▽

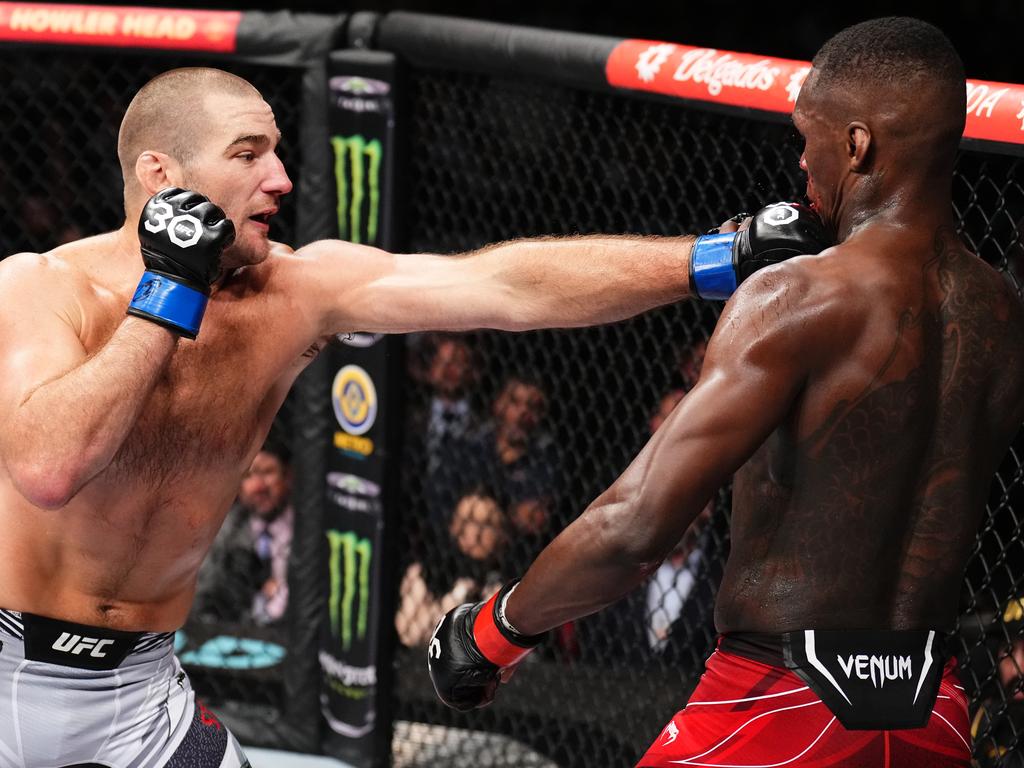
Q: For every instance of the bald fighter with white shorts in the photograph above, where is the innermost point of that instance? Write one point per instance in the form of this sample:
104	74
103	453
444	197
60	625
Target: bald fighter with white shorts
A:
125	436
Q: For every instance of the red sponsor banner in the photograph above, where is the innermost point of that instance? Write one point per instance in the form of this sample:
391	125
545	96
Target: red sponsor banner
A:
994	111
120	27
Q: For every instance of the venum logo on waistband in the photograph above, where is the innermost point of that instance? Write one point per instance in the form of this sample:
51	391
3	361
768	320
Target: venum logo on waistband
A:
877	669
75	644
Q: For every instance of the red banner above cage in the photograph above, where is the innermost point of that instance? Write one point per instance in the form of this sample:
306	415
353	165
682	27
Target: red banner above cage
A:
120	27
994	111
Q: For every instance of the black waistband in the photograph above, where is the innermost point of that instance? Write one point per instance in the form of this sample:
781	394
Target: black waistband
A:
769	647
759	646
79	645
869	679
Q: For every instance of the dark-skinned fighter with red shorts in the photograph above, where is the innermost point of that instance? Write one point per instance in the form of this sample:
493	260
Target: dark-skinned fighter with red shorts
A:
863	398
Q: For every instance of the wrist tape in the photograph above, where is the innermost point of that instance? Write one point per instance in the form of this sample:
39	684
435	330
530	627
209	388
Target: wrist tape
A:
713	274
498	640
169	303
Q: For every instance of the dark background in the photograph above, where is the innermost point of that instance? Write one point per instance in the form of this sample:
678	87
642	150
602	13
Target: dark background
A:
985	33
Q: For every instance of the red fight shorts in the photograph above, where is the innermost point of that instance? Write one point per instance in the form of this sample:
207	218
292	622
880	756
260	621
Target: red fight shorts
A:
745	714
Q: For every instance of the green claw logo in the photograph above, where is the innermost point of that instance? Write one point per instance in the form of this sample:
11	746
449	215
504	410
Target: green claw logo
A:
356	171
349	561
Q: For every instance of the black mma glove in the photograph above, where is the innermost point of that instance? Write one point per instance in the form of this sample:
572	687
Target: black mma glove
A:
720	262
470	647
181	235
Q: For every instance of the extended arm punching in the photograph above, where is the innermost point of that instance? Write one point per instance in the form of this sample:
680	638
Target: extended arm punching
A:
756	365
545	282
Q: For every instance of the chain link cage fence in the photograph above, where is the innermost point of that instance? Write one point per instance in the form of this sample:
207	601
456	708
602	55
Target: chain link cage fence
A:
59	180
510	436
542	421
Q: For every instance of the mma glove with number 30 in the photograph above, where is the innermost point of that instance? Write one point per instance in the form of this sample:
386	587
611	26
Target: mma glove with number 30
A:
181	235
470	647
721	261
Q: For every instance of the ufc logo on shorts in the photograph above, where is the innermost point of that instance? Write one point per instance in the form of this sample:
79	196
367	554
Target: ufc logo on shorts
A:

△

AIM:
Copy out the stretch of the items above from the line that contains "Q: For every instance of the ufc" through the end of the items, keeping every character and line break the same.

WORKED SOLUTION:
Q: For every instance of the ufc logo on shorts in the photograph above, where is the innermost point of that instance? Write one point per instance in the form of this sample:
79	196
367	554
Target: ufc logo on shorts
A:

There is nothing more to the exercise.